Each entry below should be retyped exactly, with nothing omitted.

--- INFORMATION PROVIDED ---
"""

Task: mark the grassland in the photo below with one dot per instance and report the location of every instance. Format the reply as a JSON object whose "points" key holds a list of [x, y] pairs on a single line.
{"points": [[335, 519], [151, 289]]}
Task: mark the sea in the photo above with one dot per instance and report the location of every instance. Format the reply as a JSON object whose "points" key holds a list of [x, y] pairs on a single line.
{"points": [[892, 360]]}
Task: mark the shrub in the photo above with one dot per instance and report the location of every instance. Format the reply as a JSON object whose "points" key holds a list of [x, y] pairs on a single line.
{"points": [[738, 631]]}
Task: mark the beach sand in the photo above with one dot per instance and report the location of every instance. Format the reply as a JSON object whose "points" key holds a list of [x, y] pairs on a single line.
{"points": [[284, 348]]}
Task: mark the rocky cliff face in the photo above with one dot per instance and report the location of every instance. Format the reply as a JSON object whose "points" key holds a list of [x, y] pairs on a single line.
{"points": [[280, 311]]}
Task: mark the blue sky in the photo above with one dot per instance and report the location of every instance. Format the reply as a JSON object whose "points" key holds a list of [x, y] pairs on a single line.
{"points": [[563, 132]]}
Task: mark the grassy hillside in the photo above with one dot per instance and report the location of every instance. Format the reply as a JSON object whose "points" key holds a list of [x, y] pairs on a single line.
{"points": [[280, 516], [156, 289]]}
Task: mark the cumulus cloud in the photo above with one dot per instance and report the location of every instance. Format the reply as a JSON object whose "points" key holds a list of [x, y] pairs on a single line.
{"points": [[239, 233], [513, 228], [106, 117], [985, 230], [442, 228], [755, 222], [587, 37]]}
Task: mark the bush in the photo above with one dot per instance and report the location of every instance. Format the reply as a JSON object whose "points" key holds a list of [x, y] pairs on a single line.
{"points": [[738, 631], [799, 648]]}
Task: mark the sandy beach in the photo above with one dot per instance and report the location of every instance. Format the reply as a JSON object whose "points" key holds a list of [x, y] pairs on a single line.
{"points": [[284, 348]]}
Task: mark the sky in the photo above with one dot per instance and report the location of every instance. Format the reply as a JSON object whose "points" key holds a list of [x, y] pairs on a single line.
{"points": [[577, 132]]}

"""

--- SOLUTION BELOW ---
Task: mark the grassland in the photo below with one dot per instance and report the location of every instance. Format the reply as a JSON object whose "points" key holds a list of [x, y] pairs on a single line.
{"points": [[335, 519], [151, 289]]}
Task: mark the sea in the photo above with one dot per instance and report the location of every instance. Format the reply as a JSON object whose "points" key holds a list of [x, y] pairs on a single line.
{"points": [[892, 360]]}
Task: mark the shrub in the photo above with one dot per instance and report the location of every instance. Format the reply as a JSON object whose "points" key holds a list of [x, y] pairs on a single line.
{"points": [[738, 631]]}
Task: mark the beach sand in the photo above with one dot per instance and report the location of every instance. Format the reply as a JSON object whose "points" key holds a list of [x, y] pairs on a single line.
{"points": [[284, 348]]}
Task: mark the rocky cliff face in the photo above with one dot per instance and report the location of every instance. Format the reply as a JSON object whose "points" key holds a list of [x, y] pairs on a single line.
{"points": [[280, 311]]}
Task: mark the blue sky in the photo above with one dot per instance and report the location of every instance. Format the reply as a JSON object whose "points" key holds a list of [x, y] pairs on a single line.
{"points": [[563, 132]]}
Task: mark the grassy hillside in the photo above with one dot per instance and report the location of every instance. Format the reply as a JSON object whose "points" key holds a list of [x, y] pairs on a single line.
{"points": [[280, 516], [156, 289]]}
Task: mark the cumulus cloud in the photo above with one dot per instance and report the location of every instance. Format the reply as a JSON object whose "points" key holds a list of [x, y] pairs on a single line.
{"points": [[239, 233], [513, 228], [106, 117], [985, 230], [442, 228], [755, 222], [587, 37]]}
Task: mark the bush in the photo above with one dot per instance and report the location of every instance. Format the reply as a JSON object whose "points" key holds a list of [x, y] pairs on a single line.
{"points": [[738, 631], [799, 648]]}
Task: mark the sandy beach in the photo above with one dot per instance and report the location of every instance. Format the reply as a JSON object whose "points" key holds a list of [x, y] pairs on a single line.
{"points": [[284, 348]]}
Task: mark the sky in the photo above with one dot per instance and report the location of every instance. Format the reply as a JSON object whose "points" key holds a list of [x, y] pairs on a single line.
{"points": [[577, 132]]}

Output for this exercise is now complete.